In closing, let me return to my earlier remarks about the motivation for a book like this one, at this time. Arguably, though not taking center stage as a clear or pivotal problematic in its own right for over half a century, a return to relationships between science and humanism has been prefigured in other discussions more recently. A number of the chapters in this volume could be read in isolation as fitting contributions to these allied literatures – say, regarding the nature of scientific knowledge and its relations to other, putatively distinct forms of knowledge, or regarding the roles of science in society, or regarding connections between values and the sciences. Viewing these issues through the lens of humanism, however, encourages us to think in a more synthetic way about what science is, and what it could be, as a now-dominant component of our many cultures – to stand back from those allied literatures and see the sciences more transparently in these more synthetic terms. It is my hope that bringing these essays together with this explicit framing in mind may induce us to think about the contributions that such studies may make, beyond the insights they surely afford within the confines of otherwise separate discussions, to a spirited consideration of something greater.

Thus, by design and however partially, the collection of essays to follow covers extensive ground. As noted at the start of this Introduction, over a long stretch of intellectual history, a great many facets of the nexus of science and humanism have emerged. In the face of persistent and growing challenges in our own times, it seems crucial that we consider these many facets anew, in the present, for our own good and for that of the planet. In compiling a varied sample of the space of issues constituting this nexus of science and humanism, I hope we have succeeded not only in conveying its breadth but also in prompting further questions and deliberations on these and related matters. I hope that readers will engage with these chapters and ponder the aspects of science and humanism to which they are most relevant, reflecting and building upon them where they agree, and contesting and improving upon them where they do not, all in the spirit of a critical yet collaborative project, and with the ultimate goal of working toward an articulation and fulfillment of our best and most inspiring humanistic ambitions for science in the twenty-first century.

★ ★ ★ ★ ★

WHAT YOU HAVE TO DO.
In the passage on science and humanism, for how long has the relationship between science and humanism not taken center stage as a clear problematic in its own right? The data after this passage are separate material and unrelated to it.

SUPPLIED DATA.
★ ★ ★ ★ ★

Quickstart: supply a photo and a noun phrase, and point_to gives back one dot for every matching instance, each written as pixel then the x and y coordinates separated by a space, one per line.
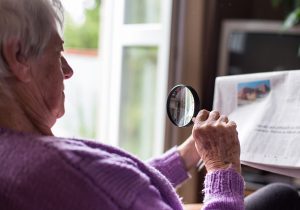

★ ★ ★ ★ ★

IN RESPONSE.
For over half a century.